## Texte à lire
Hiérarchie des normes en droit français

La hiérarchie des normes en droit français est une vision hiérarchique des normes juridiques françaises ainsi que de l'application des traités signés par la France. Cette hiérarchie, représentée sous la forme d'une pyramide au sommet de laquelle se trouve la Constitution, ne prend tout son sens que si son respect est contrôlé par un juge.

Il existe deux types de contrôle de ces normes juridiques : par voie d'exception ou par voie d'action.

Historique

Avant la Constitution de 1958, malgré la supériorité théorique de la Constitution et des traités internationaux sur la loi, le législateur demeurait souverain. Jusque-là, aucune juridiction n'était en mesure de rendre tangible la valeur supra-législative de ces deux types de normes. Mais depuis 1958, la supériorité effective de la Constitution sur la loi est assurée par le Conseil constitutionnel, qui est chargé de vérifier le respect, par le législateur, des règles posées dans la norme fondamentale.

Description

La notion de hiérarchie des normes a d'abord été formulée par le théoricien du droit Hans Kelsen (1881-1973)[1]., auteur de la Théorie pure du droit, fondateur du positivisme juridique, qui tentait de fonder le droit sans faire appel à la morale et au jusnaturalisme, ceci afin d'élaborer une science véritable du droit (donc axiologiquement neutre, c'est-à-dire indépendante des présupposés subjectifs et des préjugés moraux de chacun). Selon Kelsen, toute norme juridique reçoit sa validité de sa conformité à une norme supérieure, formant ainsi un ordre hiérarchisé. Plus elles sont importantes, moins les normes sont nombreuses : la superposition des normes (circulaires, règlements, lois, Constitution) acquiert ainsi une forme pyramidale, ce qui explique pourquoi cette théorie est appelée pyramide des normes.

## Exercices
1. D'après le texte sur la hiérarchie des normes, quelle institution assure depuis 1958 la supériorité effective de la Constitution sur la loi ?
2. Rédigez la suite du texte sur la hiérarchie des normes en droit français, à partir de sa dernière phrase.
Le listing qui suit n'a aucun rôle dans ce travail.

## Données enregistrées
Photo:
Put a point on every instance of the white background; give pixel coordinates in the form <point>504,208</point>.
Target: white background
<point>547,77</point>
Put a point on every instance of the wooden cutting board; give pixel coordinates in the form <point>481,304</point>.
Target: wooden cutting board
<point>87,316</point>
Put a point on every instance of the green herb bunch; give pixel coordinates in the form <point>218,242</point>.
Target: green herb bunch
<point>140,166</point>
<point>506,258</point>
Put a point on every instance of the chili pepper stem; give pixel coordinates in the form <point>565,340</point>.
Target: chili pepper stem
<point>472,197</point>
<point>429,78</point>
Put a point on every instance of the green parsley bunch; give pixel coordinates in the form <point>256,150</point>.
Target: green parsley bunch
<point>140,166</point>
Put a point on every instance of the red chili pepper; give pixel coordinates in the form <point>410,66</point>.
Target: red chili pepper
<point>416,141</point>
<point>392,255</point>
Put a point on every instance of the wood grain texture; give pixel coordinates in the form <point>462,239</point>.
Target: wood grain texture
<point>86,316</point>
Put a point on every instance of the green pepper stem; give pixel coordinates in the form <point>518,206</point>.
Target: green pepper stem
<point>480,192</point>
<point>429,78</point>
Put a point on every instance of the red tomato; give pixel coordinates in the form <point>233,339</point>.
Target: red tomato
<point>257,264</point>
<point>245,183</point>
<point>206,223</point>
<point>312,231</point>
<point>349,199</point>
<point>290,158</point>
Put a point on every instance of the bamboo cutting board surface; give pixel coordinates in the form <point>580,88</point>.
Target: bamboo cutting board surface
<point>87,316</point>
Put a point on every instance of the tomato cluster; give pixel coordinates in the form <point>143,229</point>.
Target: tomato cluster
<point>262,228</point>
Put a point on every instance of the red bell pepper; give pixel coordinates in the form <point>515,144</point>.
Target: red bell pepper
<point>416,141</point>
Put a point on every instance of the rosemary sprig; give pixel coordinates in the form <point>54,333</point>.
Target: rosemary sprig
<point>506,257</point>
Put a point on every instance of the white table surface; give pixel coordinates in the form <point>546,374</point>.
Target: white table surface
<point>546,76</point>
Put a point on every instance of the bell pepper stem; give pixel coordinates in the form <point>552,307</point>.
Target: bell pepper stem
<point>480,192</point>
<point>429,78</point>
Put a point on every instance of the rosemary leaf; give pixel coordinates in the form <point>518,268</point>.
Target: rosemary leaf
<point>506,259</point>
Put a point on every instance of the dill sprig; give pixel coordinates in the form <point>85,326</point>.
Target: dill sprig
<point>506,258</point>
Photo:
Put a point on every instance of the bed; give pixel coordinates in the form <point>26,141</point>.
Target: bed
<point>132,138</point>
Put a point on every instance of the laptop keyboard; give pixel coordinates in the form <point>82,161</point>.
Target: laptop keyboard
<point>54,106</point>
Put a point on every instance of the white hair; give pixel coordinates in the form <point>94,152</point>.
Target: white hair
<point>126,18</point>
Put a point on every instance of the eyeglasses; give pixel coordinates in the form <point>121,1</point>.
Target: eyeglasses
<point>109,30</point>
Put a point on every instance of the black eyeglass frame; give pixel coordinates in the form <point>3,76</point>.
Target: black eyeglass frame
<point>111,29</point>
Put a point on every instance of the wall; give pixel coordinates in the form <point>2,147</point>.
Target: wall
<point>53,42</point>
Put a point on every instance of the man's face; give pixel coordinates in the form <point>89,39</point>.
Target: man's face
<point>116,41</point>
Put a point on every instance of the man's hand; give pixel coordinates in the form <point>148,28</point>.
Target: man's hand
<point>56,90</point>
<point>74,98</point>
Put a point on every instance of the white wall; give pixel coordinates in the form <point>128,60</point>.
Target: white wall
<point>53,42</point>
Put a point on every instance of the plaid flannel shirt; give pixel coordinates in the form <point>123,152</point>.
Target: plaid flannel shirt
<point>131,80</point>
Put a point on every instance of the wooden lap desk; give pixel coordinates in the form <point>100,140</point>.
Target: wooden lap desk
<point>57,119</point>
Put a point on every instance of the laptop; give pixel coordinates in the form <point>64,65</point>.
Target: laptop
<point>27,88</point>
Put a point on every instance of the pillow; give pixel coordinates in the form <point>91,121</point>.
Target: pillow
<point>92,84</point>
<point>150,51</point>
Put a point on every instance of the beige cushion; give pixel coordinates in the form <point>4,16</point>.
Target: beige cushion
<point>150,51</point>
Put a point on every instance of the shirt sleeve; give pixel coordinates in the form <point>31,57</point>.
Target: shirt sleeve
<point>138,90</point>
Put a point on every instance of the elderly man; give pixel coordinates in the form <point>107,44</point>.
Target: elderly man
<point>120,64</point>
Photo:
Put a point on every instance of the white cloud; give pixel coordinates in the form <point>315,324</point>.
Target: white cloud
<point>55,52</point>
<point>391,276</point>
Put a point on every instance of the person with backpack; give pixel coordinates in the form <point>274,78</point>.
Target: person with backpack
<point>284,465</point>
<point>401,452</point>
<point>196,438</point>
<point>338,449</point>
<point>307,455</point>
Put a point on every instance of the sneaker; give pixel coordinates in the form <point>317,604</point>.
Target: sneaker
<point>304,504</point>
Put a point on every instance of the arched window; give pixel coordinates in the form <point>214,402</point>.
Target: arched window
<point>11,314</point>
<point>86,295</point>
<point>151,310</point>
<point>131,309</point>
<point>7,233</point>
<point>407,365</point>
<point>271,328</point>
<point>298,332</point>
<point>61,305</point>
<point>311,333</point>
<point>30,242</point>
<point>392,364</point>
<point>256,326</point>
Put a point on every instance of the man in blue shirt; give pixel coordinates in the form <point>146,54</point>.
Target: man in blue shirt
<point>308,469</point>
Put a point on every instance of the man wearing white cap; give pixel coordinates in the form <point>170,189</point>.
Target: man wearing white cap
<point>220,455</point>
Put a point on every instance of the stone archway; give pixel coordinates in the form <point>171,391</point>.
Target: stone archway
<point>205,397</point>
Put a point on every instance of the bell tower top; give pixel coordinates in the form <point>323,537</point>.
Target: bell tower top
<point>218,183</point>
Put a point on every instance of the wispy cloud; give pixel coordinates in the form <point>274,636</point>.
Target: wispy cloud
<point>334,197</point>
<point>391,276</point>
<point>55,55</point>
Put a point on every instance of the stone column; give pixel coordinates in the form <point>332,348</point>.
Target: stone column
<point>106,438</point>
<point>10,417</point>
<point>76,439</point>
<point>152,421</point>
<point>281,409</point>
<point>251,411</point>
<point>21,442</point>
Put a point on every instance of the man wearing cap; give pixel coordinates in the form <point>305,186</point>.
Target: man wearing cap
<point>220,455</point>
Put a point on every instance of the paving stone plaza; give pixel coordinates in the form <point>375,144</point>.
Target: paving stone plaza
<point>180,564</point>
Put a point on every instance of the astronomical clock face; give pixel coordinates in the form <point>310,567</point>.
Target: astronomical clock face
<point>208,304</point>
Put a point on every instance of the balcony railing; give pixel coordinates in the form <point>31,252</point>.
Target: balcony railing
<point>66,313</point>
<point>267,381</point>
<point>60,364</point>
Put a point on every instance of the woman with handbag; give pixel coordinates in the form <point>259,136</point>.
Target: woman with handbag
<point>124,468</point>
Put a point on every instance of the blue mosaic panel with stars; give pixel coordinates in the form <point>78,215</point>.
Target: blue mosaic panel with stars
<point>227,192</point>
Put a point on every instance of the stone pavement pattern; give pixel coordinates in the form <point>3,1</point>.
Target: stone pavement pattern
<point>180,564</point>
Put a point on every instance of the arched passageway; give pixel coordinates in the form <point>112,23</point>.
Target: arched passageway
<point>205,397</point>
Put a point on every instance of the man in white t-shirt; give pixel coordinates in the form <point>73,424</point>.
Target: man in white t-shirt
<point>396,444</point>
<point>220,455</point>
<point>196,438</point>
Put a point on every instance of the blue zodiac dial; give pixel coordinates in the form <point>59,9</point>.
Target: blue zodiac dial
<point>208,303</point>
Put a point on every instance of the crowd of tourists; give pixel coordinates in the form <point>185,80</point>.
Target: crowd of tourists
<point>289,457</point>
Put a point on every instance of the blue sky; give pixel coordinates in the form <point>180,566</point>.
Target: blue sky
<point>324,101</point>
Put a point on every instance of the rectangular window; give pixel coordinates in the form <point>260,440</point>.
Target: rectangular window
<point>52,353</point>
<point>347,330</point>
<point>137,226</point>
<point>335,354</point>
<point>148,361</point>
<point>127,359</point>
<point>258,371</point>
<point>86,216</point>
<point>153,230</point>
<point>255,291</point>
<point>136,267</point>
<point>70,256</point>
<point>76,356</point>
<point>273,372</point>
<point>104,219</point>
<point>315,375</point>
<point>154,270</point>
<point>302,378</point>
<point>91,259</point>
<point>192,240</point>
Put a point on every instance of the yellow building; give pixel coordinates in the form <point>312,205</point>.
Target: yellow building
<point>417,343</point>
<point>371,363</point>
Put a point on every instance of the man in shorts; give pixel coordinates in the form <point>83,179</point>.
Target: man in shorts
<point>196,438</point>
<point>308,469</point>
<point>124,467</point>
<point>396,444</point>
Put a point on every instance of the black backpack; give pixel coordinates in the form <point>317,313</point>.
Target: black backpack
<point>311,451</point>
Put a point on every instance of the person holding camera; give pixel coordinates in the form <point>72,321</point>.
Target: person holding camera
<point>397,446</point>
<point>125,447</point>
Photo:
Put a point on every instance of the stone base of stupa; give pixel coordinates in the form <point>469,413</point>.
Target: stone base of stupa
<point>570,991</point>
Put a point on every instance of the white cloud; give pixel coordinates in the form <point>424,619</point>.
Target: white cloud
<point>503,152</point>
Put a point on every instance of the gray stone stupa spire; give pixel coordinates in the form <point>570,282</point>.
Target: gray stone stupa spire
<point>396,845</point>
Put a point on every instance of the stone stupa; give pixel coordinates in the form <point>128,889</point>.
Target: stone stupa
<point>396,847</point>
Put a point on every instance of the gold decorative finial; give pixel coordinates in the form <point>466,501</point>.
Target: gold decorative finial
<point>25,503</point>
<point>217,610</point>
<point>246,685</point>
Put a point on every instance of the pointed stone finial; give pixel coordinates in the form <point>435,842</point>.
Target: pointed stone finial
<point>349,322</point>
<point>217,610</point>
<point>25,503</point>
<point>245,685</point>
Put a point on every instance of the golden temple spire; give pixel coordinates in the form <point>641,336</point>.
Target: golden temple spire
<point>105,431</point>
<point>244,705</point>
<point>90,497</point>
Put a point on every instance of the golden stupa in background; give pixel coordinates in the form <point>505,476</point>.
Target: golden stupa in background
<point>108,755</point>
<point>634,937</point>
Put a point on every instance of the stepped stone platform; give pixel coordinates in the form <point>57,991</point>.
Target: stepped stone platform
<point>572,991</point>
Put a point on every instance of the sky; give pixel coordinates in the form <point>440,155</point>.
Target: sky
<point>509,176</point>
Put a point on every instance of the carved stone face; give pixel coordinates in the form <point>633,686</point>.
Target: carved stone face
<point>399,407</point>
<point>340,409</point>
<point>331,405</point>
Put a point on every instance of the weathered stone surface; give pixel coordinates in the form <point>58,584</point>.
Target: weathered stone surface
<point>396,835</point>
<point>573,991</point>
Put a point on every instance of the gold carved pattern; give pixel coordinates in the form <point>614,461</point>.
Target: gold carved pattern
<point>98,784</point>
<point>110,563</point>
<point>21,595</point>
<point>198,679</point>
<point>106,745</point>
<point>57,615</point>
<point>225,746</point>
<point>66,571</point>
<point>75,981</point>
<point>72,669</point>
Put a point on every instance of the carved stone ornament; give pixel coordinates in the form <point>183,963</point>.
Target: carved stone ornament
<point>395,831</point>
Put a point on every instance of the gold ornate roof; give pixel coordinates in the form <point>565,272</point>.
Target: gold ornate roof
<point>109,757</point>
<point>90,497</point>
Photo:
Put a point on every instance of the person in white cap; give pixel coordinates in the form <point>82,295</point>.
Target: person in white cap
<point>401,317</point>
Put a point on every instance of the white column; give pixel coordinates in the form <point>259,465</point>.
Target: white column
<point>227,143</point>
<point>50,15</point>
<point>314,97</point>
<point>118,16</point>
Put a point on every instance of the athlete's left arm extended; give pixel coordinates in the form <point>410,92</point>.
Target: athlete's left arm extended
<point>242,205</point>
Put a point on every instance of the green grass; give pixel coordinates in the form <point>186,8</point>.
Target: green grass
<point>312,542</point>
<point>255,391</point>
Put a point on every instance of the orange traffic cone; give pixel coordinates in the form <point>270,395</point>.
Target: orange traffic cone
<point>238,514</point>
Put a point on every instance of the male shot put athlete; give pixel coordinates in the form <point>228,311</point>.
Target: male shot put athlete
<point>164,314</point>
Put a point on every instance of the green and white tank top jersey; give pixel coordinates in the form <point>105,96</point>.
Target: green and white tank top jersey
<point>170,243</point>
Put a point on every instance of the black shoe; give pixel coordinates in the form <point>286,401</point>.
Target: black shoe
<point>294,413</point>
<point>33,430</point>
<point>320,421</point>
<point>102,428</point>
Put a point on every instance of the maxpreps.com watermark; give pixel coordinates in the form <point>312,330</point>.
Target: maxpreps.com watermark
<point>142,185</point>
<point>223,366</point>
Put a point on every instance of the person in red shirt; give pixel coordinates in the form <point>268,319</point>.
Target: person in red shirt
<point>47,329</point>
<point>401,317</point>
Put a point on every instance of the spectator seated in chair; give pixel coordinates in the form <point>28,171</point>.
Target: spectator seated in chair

## Réponses
1. Le Conseil constitutionnel.

2.
Cet ordre est dit « statique », car les normes inférieures doivent respecter les normes supérieures, mais il est également « dynamique », car une norme peut être modifiée en suivant les règles édictées par la norme qui lui est supérieure. La norme placée au sommet de la pyramide étant, dans de nombreux systèmes juridiques, la Constitution. Puisque la Constitution elle-même ne pouvait recevoir son caractère obligatoire que d'une norme supérieure, et qu'une telle norme n'existait pas, Kelsen faisait intervenir le concept de « norme fondamentale », qui consiste principalement en un présupposé méthodologique nécessaire afin de donner un caractère cohérent à la théorie du droit.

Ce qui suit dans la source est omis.